* Job *
Please format every line of the records below as a numbered list, leaving out any blank lines.

* Source data *
════
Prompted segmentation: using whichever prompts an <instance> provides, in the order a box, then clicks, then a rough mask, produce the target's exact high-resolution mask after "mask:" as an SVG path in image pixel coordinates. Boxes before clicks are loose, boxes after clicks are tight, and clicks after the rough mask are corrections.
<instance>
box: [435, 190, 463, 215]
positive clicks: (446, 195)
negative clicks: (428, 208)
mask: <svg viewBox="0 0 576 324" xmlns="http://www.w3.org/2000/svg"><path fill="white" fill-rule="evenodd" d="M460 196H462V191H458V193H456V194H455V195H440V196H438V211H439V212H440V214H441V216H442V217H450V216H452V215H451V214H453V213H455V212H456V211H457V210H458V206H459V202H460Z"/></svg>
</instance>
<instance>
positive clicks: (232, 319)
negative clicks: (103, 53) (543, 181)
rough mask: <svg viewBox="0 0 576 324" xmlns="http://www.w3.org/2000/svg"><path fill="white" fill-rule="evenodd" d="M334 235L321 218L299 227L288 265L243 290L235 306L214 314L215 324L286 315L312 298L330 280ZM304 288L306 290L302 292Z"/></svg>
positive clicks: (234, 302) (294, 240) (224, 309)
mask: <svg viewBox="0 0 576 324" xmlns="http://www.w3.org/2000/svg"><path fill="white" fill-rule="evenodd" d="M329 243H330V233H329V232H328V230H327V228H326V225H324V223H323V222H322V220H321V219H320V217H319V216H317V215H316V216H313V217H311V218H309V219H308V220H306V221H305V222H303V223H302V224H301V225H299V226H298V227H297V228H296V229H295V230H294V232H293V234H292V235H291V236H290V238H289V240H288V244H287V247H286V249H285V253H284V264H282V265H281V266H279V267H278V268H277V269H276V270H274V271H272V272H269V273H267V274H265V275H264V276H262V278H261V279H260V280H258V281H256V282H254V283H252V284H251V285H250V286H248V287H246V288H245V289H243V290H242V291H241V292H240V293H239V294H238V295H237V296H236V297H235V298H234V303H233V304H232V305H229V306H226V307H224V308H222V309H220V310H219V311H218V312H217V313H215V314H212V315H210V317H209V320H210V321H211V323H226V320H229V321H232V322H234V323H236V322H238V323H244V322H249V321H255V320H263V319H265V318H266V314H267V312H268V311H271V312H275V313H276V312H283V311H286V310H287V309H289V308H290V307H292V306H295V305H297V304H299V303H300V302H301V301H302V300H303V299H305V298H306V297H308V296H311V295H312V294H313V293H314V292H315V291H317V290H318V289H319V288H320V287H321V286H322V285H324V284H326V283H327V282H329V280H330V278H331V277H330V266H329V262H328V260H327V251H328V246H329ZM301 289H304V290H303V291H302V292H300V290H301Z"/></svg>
════
* Solution for this task *
1. Prompted segmentation: using whichever prompts an <instance> provides, in the order a box, then clicks, then a rough mask, produce the target's exact high-resolution mask after "mask:" as an SVG path in image pixel coordinates. Boxes before clicks are loose, boxes after clicks are tight, and clicks after the rough mask are corrections.
2. <instance>
3. box: [435, 190, 463, 215]
4. positive clicks: (446, 195)
5. negative clicks: (428, 208)
6. mask: <svg viewBox="0 0 576 324" xmlns="http://www.w3.org/2000/svg"><path fill="white" fill-rule="evenodd" d="M460 196H462V191H458V193H456V194H455V195H440V196H438V211H439V212H440V214H441V216H442V217H450V216H452V215H451V214H453V213H455V212H456V211H457V210H458V206H459V202H460Z"/></svg>
7. </instance>
8. <instance>
9. positive clicks: (232, 319)
10. negative clicks: (103, 53) (543, 181)
11. rough mask: <svg viewBox="0 0 576 324" xmlns="http://www.w3.org/2000/svg"><path fill="white" fill-rule="evenodd" d="M334 235L321 218L299 227L288 265L243 290L235 306L214 314L215 324L286 315L312 298L330 280ZM304 288L306 290L302 292Z"/></svg>
12. positive clicks: (234, 302) (294, 240) (224, 309)
13. mask: <svg viewBox="0 0 576 324" xmlns="http://www.w3.org/2000/svg"><path fill="white" fill-rule="evenodd" d="M329 243H330V233H329V232H328V230H327V228H326V225H324V223H323V222H322V220H321V219H320V217H319V216H317V215H316V216H313V217H311V218H309V219H308V220H306V221H305V222H303V223H302V224H301V225H299V226H298V227H297V228H296V229H295V230H294V232H293V234H292V235H291V236H290V238H289V240H288V244H287V247H286V249H285V253H284V264H282V265H281V266H279V267H278V268H277V269H276V270H274V271H272V272H269V273H267V274H265V275H264V276H262V278H261V279H260V280H258V281H256V282H254V283H252V284H251V285H250V286H248V287H246V288H245V289H243V290H242V291H241V292H240V293H239V294H238V295H237V296H236V297H235V298H234V303H233V304H232V305H229V306H226V307H224V308H222V309H220V310H219V311H218V312H217V313H215V314H212V315H210V317H209V320H210V321H211V323H226V320H229V321H232V322H234V323H236V322H238V323H244V322H249V321H255V320H263V319H265V318H266V314H267V312H268V311H271V312H275V313H276V312H283V311H286V310H287V309H289V308H290V307H292V306H295V305H297V304H299V303H300V302H301V301H302V300H303V299H305V298H306V297H308V296H311V295H312V294H313V293H314V292H315V291H317V290H318V289H319V288H320V287H321V286H322V285H324V284H326V283H327V282H329V280H330V278H331V277H330V266H329V262H328V260H327V251H328V246H329ZM301 289H304V290H303V291H302V292H300V290H301Z"/></svg>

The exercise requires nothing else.